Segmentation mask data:
********
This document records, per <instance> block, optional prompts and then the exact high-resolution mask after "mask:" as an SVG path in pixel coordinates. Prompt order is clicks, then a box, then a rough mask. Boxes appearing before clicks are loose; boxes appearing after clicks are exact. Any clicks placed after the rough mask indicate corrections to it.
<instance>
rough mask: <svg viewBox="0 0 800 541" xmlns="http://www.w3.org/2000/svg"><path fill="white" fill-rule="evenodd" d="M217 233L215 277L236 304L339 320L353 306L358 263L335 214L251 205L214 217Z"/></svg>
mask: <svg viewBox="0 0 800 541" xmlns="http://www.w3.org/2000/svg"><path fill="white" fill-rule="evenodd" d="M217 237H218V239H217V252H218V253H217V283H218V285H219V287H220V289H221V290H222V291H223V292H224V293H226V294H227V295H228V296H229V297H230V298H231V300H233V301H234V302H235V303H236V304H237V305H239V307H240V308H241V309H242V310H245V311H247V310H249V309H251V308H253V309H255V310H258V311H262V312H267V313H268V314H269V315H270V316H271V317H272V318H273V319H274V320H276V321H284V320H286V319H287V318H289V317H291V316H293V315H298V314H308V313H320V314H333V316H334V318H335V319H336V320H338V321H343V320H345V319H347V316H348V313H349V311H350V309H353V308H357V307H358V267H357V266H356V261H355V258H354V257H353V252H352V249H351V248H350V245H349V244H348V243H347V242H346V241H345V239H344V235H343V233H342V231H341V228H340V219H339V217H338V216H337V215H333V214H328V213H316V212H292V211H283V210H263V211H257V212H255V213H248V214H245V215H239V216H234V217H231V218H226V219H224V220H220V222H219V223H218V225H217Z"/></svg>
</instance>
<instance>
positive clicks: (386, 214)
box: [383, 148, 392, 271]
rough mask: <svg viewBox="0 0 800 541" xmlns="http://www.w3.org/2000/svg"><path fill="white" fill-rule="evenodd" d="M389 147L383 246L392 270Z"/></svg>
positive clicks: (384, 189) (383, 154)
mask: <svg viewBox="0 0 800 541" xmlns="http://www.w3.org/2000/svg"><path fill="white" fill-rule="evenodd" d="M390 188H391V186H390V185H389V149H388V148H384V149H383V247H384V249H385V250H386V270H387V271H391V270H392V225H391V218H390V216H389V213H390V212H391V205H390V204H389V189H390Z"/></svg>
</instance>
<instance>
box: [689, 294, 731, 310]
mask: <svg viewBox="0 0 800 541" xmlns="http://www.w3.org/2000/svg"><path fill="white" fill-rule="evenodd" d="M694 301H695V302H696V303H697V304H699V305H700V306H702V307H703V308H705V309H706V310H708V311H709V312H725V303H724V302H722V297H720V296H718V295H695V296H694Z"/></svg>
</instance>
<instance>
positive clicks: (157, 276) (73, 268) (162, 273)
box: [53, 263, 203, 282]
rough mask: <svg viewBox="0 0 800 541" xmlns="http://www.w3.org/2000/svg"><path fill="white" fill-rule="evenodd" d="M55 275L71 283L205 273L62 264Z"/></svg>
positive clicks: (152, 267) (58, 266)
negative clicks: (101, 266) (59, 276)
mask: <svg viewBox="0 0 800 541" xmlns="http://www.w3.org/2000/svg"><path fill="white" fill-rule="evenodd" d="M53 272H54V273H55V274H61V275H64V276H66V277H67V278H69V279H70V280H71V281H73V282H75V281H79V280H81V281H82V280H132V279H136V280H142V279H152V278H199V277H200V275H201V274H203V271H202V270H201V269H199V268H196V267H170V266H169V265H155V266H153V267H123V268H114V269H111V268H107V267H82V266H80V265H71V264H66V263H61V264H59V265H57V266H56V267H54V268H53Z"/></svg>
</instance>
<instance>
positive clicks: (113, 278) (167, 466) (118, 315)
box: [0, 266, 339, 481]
********
=== Requirement ===
The line with "negative clicks: (101, 266) (59, 276)" and every line after it up to the end of the entries: output those exactly, and only those.

=== Answer box ===
negative clicks: (101, 266) (59, 276)
mask: <svg viewBox="0 0 800 541" xmlns="http://www.w3.org/2000/svg"><path fill="white" fill-rule="evenodd" d="M53 272H54V273H55V274H61V275H64V276H66V277H67V278H69V279H70V280H71V281H73V282H75V281H79V280H81V281H82V280H132V279H136V280H142V279H152V278H199V277H200V275H201V274H203V271H202V270H201V269H199V268H196V267H170V266H169V265H155V266H153V267H123V268H114V269H111V268H107V267H82V266H80V265H71V264H66V263H61V264H59V265H57V266H56V267H54V268H53Z"/></svg>
</instance>
<instance>
positive clicks: (113, 278) (167, 466) (118, 315)
box: [0, 266, 339, 481]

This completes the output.